Begin Records supplied

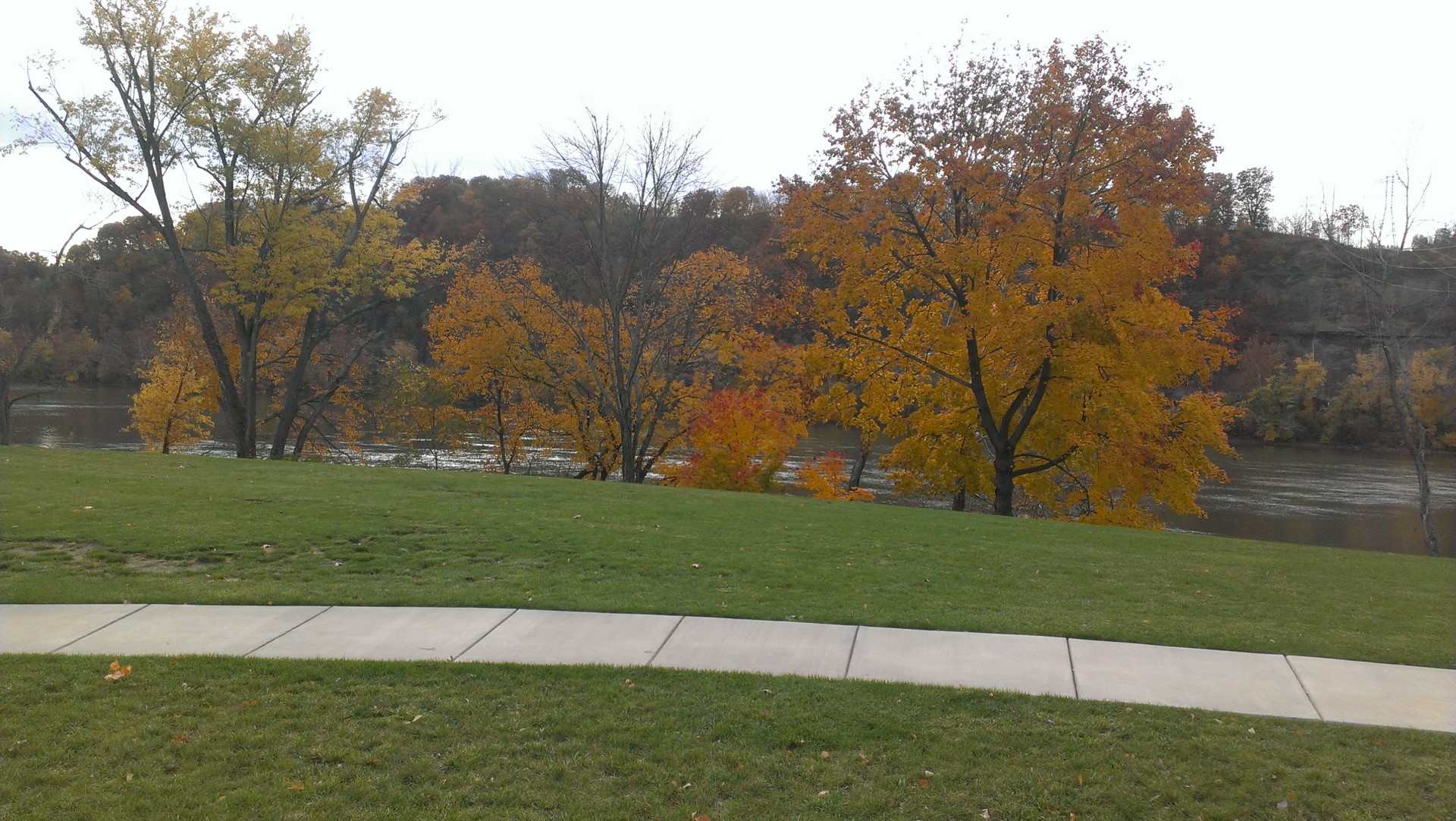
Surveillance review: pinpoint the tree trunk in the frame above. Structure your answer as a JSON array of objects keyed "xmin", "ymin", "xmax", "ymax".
[
  {"xmin": 1380, "ymin": 341, "xmax": 1440, "ymax": 556},
  {"xmin": 845, "ymin": 442, "xmax": 875, "ymax": 491},
  {"xmin": 992, "ymin": 451, "xmax": 1016, "ymax": 515},
  {"xmin": 268, "ymin": 310, "xmax": 318, "ymax": 458}
]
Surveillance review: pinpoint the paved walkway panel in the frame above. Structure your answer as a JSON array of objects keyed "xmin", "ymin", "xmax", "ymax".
[
  {"xmin": 250, "ymin": 607, "xmax": 511, "ymax": 661},
  {"xmin": 652, "ymin": 616, "xmax": 856, "ymax": 678},
  {"xmin": 1288, "ymin": 655, "xmax": 1456, "ymax": 732},
  {"xmin": 849, "ymin": 628, "xmax": 1076, "ymax": 697},
  {"xmin": 1067, "ymin": 639, "xmax": 1320, "ymax": 719},
  {"xmin": 457, "ymin": 610, "xmax": 682, "ymax": 667},
  {"xmin": 0, "ymin": 604, "xmax": 146, "ymax": 652},
  {"xmin": 58, "ymin": 604, "xmax": 325, "ymax": 655}
]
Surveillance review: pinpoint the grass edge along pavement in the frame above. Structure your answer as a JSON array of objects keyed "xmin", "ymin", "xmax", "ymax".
[
  {"xmin": 0, "ymin": 448, "xmax": 1456, "ymax": 667},
  {"xmin": 0, "ymin": 655, "xmax": 1456, "ymax": 821}
]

End Records supplied

• Short problem: Gather every line of the items above that contains the string "walkway", and copy each one out in full. Case counts.

• Final result:
Surveillance review: pinpoint the paved walkway panel in the frame above. Structure your answer as a JSON array of objects keyed "xmin", "ymin", "xmax", "ymax".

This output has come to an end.